● Problem requirements
Only those lines running from the line that contains "Where can you find the fallen" through the end of the material are to be written out, each exactly as shown.

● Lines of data
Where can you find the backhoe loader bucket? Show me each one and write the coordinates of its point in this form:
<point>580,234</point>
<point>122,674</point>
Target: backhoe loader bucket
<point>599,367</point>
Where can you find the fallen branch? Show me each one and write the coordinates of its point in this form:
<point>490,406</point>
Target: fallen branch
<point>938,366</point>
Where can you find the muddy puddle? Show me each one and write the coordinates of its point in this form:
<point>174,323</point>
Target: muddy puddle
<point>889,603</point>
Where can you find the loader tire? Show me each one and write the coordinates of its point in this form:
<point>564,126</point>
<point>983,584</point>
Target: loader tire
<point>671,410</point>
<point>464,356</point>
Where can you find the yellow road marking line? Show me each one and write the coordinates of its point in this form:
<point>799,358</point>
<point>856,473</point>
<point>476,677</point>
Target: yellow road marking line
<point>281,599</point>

● Expected answer
Where can you find the fallen branch? Show me each one and write the coordinates of its point in this form:
<point>490,406</point>
Target: fallen branch
<point>938,366</point>
Where can you find the muddy puddle? Show me each one and write the coordinates of its point in this form:
<point>174,323</point>
Target: muddy puddle
<point>889,603</point>
Where can you find the loader tire? Show me each one and write the coordinates of its point in this form:
<point>564,126</point>
<point>983,584</point>
Target: loader tire
<point>671,410</point>
<point>464,356</point>
Where can you find the yellow road marking line? Show me each one and write the coordinates of its point in this form:
<point>799,358</point>
<point>856,473</point>
<point>476,677</point>
Target: yellow road marking line
<point>281,599</point>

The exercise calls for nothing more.